**PARTS OF THE EXERCISE**
1. According to the commentary on downtown Montpelier, which employer did the writer work for one block from State and Main?
2. Decide whether each statement agrees with the commentary on downtown Montpelier, answering yes or no and quoting the words from the commentary that settle it.
(a) Petula Clark wrote the song "Downtown."
(b) From work, the writer could walk to at least 15 places to eat in about five minutes.
(c) The writer's workplace was next door to Manghis' Bread.
3. Translate this sentence from the commentary on downtown Montpelier into Spanish: "Usually, people need to drive if they want to do something during their lunch break."

**PAGE EXTRACT**
····················

Home Commentary The Way I See It: Things Will Be Great Downtown

The Way I See It: Things Will Be Great Downtown

“Things will be great when you’re


No finer place for sure


Petula Clark’s 1964 megahit “Downtown” was written about a much larger city than Montpelier, and, in it, songwriter Tony Hatch suggests going downtown as a good cure for loneliness. Central to the song, though, is the message that downtown is the place to be and a place to be celebrated. Downtown Montpelier fits the bill.

While there is plenty to celebrate about our city, one point deserves special attention: how enjoyable I found it to work one block from State and Main for five years.

A big factor was that my employer was the Kellogg-Hubbard Library. But rather than focusing on the job, I’m thinking about how pleasing it was to work right in the heart of town. In some respects — like convenience, compactness, and friendliness — big cities can’t compete.

One consideration about a workplace is what you can do during your lunch break. Many people, including me for decades, work in places that are out of the way enough so that there are few opportunities if you have 30 or 45 minutes, or even an hour, for lunch. 

Usually, people need to drive if they want to do something during their lunch break. Larger employers often have a cafeteria, and smaller ones have a lunch room, perhaps with vending machines. Some places have food trucks. 

But I didn’t have to drive anywhere to get a good lunch, because within five minutes or so, I could walk to at least 15 places to eat.

It wasn’t just being able to regularly meet other downtown friends for lunch that I appreciated. I could easily walk over to the post office to mail a package, stop by the pharmacy to pick up a prescription, go by the ATM for cash, visit my dentist or eye doctor, pay my property taxes, or pick up groceries. Being next door to Manghis’ Bread was quite a bonus.

····················

**RECORDED DATA**
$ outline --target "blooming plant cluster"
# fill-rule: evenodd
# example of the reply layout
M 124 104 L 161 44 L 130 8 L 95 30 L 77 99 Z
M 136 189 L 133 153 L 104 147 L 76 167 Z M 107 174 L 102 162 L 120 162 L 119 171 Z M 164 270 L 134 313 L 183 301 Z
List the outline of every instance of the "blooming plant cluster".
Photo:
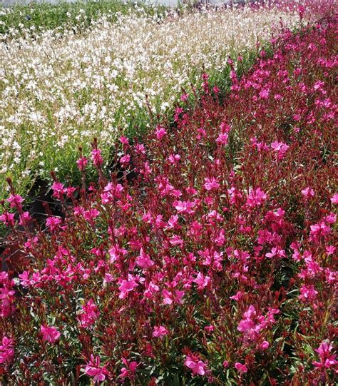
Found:
M 296 11 L 265 6 L 135 7 L 115 19 L 104 14 L 81 33 L 0 36 L 0 198 L 9 176 L 20 193 L 36 174 L 73 177 L 79 145 L 97 136 L 107 155 L 121 131 L 149 127 L 149 110 L 170 111 L 203 66 L 220 76 L 228 56 L 255 50 L 274 26 L 299 25 Z
M 286 31 L 241 79 L 229 59 L 222 103 L 204 73 L 108 176 L 94 141 L 42 225 L 9 181 L 4 382 L 333 385 L 337 33 Z

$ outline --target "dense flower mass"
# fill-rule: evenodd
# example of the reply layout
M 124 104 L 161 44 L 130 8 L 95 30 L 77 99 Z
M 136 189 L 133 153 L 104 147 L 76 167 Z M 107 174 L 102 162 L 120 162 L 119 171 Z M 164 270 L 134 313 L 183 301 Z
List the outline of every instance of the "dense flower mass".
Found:
M 222 100 L 204 73 L 109 170 L 95 141 L 43 223 L 19 225 L 9 181 L 5 382 L 334 384 L 337 33 L 334 15 L 285 30 L 241 78 L 228 60 Z
M 228 56 L 254 49 L 280 23 L 299 23 L 295 11 L 249 7 L 140 8 L 115 19 L 103 16 L 81 34 L 0 36 L 0 199 L 6 176 L 21 189 L 36 173 L 68 176 L 81 144 L 97 136 L 107 154 L 121 131 L 149 127 L 149 108 L 170 110 L 203 67 L 221 74 Z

····················

**EXERCISE SOLUTIONS**
1. The Kellogg-Hubbard Library.

2.
(a) No: "songwriter Tony Hatch suggests going downtown as a good cure for loneliness."
(b) Yes: "within five minutes or so, I could walk to at least 15 places to eat."
(c) Yes: "Being next door to Manghis’ Bread was quite a bonus."

3. Por lo general, la gente necesita conducir si quiere hacer algo durante su hora de almuerzo.